■ Work request ■
This exercise calls for every record to be set down exactly.

■ Dataset records ■
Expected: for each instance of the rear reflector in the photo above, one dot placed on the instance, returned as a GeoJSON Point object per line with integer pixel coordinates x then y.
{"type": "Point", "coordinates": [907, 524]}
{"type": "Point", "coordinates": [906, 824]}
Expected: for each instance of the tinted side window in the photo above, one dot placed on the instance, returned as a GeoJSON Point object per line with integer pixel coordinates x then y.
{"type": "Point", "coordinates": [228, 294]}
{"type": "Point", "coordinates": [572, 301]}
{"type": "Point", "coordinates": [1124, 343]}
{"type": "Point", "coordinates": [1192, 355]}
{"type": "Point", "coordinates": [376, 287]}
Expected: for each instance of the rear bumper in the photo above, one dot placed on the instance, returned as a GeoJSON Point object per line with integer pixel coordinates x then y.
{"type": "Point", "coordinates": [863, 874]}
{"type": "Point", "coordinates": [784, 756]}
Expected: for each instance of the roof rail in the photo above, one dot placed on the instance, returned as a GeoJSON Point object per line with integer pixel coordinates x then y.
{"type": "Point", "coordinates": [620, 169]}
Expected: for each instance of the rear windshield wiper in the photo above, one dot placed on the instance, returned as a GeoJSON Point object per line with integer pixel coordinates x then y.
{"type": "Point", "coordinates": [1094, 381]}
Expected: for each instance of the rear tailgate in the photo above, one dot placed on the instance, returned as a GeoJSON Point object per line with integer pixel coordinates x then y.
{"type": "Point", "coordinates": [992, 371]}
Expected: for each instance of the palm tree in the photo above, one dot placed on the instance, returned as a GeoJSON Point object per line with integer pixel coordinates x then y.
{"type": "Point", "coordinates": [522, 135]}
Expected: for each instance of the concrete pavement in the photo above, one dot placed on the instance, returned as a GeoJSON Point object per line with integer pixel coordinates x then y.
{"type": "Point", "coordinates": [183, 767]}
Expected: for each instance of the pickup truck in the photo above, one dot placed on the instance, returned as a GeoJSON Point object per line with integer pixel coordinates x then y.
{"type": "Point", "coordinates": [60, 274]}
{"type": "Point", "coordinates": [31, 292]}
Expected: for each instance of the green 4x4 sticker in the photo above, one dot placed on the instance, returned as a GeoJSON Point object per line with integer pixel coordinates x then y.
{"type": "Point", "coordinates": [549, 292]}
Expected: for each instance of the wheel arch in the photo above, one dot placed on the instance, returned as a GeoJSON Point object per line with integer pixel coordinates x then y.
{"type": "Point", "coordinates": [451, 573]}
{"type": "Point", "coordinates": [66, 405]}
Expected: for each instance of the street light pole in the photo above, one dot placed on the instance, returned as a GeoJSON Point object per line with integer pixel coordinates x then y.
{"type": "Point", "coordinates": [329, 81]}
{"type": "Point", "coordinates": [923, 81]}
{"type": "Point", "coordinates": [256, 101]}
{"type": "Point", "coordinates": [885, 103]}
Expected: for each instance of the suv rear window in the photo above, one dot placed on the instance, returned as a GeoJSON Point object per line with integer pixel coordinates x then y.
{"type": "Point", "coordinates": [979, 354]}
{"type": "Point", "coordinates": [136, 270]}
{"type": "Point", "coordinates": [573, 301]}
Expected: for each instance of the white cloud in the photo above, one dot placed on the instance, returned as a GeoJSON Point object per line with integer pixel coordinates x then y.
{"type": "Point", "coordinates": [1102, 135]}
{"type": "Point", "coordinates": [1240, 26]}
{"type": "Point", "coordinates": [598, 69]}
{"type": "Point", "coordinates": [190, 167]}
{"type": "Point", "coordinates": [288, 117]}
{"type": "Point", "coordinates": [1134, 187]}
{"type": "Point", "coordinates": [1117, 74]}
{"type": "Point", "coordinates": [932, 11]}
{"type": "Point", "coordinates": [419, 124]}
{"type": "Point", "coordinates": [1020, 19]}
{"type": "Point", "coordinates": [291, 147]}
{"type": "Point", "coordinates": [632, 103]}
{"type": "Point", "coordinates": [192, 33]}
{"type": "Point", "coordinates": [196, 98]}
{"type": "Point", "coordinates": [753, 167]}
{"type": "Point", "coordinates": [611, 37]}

■ Expected answer ■
Expected: for each instance of the rear reflector in the photo above, one dot placed on the instance, returned as a GeoJSON Point object per line with integer pixel coordinates x then y.
{"type": "Point", "coordinates": [907, 524]}
{"type": "Point", "coordinates": [906, 824]}
Expected: for each instance of the tinted side window in the photo above, one dot placed on the instance, returned as a GeoJSON Point object per line with integer pixel coordinates x then y.
{"type": "Point", "coordinates": [228, 294]}
{"type": "Point", "coordinates": [572, 301]}
{"type": "Point", "coordinates": [1124, 343]}
{"type": "Point", "coordinates": [1192, 355]}
{"type": "Point", "coordinates": [376, 287]}
Expected: for each instance of the rear bumper in the photo above, one dot placed on the instance, returned as a GeoJSON Point object per line with integer pixel coordinates x then y.
{"type": "Point", "coordinates": [863, 874]}
{"type": "Point", "coordinates": [784, 756]}
Expected: for each instance of the roof rail in the photo above, one dot placed on the instance, returned as a GeoJSON Point object per line with integer pixel coordinates x then y.
{"type": "Point", "coordinates": [620, 169]}
Expected: for each instance of the rear windshield wiper in the photo above, one dot placed on the instance, returned as a GeoJSON Point object per line with integer pixel coordinates x then y.
{"type": "Point", "coordinates": [1094, 381]}
Expected: for each instance of the rear tailgate in the photo above, one dot placed on the instance, returned as a GeoJSON Point object per line with integer pixel coordinates x then y.
{"type": "Point", "coordinates": [992, 371]}
Expected: for each instance of the palm tree in the photo above, one dot placed on the instance, returned as a GeoJSON Point object per line with integer pixel coordinates x then y.
{"type": "Point", "coordinates": [522, 135]}
Expected: for each instance of the concrete pavement in the photo above, one dot placed on the instance, returned as a GeoJSON Point object per line with integer pixel coordinates x then y.
{"type": "Point", "coordinates": [183, 767]}
Expected: for each instance of the pickup truck in the photo above, one dot placed on the instance, returned as a GeoJSON Point object per line with integer pixel coordinates x then y.
{"type": "Point", "coordinates": [60, 274]}
{"type": "Point", "coordinates": [31, 292]}
Expected: for each instance of the green 4x4 sticker in the photo above, one dot placed on the instance, returned as a GeoJSON Point object per line with integer pixel coordinates x then y.
{"type": "Point", "coordinates": [549, 292]}
Expected: for each instance of the wheel arch in the photo above, one dot placed on the instance, returned as a GeoJSON Point object per line with integer pixel coordinates x then y.
{"type": "Point", "coordinates": [451, 573]}
{"type": "Point", "coordinates": [66, 405]}
Expected: for each instance of the street light pole in the photo above, one dot placed on the instance, returned as a GeoJSON Point object per line with integer pixel coordinates x then y.
{"type": "Point", "coordinates": [329, 81]}
{"type": "Point", "coordinates": [923, 81]}
{"type": "Point", "coordinates": [256, 101]}
{"type": "Point", "coordinates": [885, 103]}
Expected: for each instance of the suv rear window in the photo above, one dot placed on the instance, returned as a GeoJSON Point object per line with integer pixel coordinates x then y.
{"type": "Point", "coordinates": [979, 354]}
{"type": "Point", "coordinates": [136, 270]}
{"type": "Point", "coordinates": [573, 301]}
Expected: for each instance of the white cloud in the photo above, one dot placed on the instance, returned as a GeoJSON Point object per line with integer pixel coordinates x then y.
{"type": "Point", "coordinates": [1102, 135]}
{"type": "Point", "coordinates": [1240, 26]}
{"type": "Point", "coordinates": [598, 69]}
{"type": "Point", "coordinates": [190, 167]}
{"type": "Point", "coordinates": [288, 117]}
{"type": "Point", "coordinates": [1134, 187]}
{"type": "Point", "coordinates": [1117, 74]}
{"type": "Point", "coordinates": [932, 11]}
{"type": "Point", "coordinates": [419, 124]}
{"type": "Point", "coordinates": [1020, 19]}
{"type": "Point", "coordinates": [291, 147]}
{"type": "Point", "coordinates": [632, 103]}
{"type": "Point", "coordinates": [192, 33]}
{"type": "Point", "coordinates": [196, 98]}
{"type": "Point", "coordinates": [753, 167]}
{"type": "Point", "coordinates": [611, 37]}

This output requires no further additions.